(Referring expression data)
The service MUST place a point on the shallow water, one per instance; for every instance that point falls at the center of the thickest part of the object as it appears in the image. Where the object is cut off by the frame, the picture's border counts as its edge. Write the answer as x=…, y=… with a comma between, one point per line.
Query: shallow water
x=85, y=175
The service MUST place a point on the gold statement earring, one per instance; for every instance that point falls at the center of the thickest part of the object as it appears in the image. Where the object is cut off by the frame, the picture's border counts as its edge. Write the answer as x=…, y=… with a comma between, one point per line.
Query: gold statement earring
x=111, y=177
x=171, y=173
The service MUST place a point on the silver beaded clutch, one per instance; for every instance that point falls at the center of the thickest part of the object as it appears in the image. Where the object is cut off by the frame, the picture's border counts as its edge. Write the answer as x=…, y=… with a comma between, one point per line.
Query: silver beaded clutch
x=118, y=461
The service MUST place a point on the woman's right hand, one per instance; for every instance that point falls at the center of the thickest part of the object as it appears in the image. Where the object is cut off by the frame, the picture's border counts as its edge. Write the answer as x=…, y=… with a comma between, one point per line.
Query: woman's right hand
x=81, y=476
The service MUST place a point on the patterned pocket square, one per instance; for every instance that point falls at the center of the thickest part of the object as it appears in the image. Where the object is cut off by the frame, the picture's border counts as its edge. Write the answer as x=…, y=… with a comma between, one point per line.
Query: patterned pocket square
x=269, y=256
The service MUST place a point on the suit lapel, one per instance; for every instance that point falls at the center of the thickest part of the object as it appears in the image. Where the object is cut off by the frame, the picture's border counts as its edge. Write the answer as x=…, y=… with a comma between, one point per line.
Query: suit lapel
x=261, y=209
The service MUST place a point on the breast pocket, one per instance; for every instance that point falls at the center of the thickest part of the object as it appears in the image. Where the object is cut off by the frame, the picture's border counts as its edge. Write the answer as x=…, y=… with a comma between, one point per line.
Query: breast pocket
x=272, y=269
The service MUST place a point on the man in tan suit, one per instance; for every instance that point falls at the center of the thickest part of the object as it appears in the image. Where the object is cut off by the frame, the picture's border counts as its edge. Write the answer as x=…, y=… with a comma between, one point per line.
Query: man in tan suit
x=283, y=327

Exercise:
A faithful, word-for-word transcription of the data above is required.

Reply to the task:
The service MUST place a point on the shallow water, one per instance; for every instance that point falls at the center of the thickest part of the object as it appears in the image. Where the object is cut off by the frame, the picture's border counts as its edge. Write the answer as x=…, y=… with a comma between, one point per line.
Query: shallow water
x=85, y=175
The service MUST place a point on the gold statement earring, one per instance; for every instance that point falls at the center of the thickest part of the object as it appears in the image. Where the object is cut off by the frame, the picture's border counts as its edge. Write the answer as x=…, y=… with a comma between, one point per line.
Query: gold statement earring
x=111, y=177
x=171, y=173
The service MUST place a point on the silver beaded clutch, one per instance; for every instance that point falls at the center of the thickest part of the object as it appears in the image. Where the object is cut off by the frame, the picture's border counts as its edge. Write the answer as x=…, y=… with a comma between, one point per line.
Query: silver beaded clutch
x=118, y=461
The service MUST place a point on the woman's right hand, one per instance; for every instance that point falls at the center of the thickest part of the object as it appears in the image. Where the object is cut off by the frame, the picture's border counts as its edge. Write the answer as x=…, y=… with a comma between, one point per line.
Query: woman's right hand
x=81, y=476
The service MUST place a point on the patterned pocket square, one per instance; for every instance that point falls at the center of the thickest part of the object as it appears in the image. Where the object is cut off by the frame, the picture's border counts as its edge. Write the answer as x=…, y=… with a comma between, one point per line.
Query: patterned pocket square
x=269, y=256
The service MUST place a point on the suit lapel, one per instance; for every instance that point falls at the center of the thickest part of the object as it appears in the image. Where the object is cut off by the frame, the picture's border counts as its edge. Write the answer as x=…, y=… with a comma between, one point per line.
Query: suit lapel
x=261, y=209
The service MUST place a point on the breast pocket, one per instance; for every instance that point falls at the center of the thickest part of the object as it appears in the image. Where the object is cut off by the frame, the picture's border counts as its edge. Write the answer as x=…, y=… with a comma between, one point per line.
Query: breast pocket
x=272, y=269
The service MUST place a point on the man in tan suit, one per instance; for every instance that point falls at the center of the thickest part of the object as it appears in the image. Where the object is cut off by the frame, the picture's border counts as its edge. Write the answer as x=…, y=… with a comma between, one point per line.
Query: man in tan suit
x=283, y=327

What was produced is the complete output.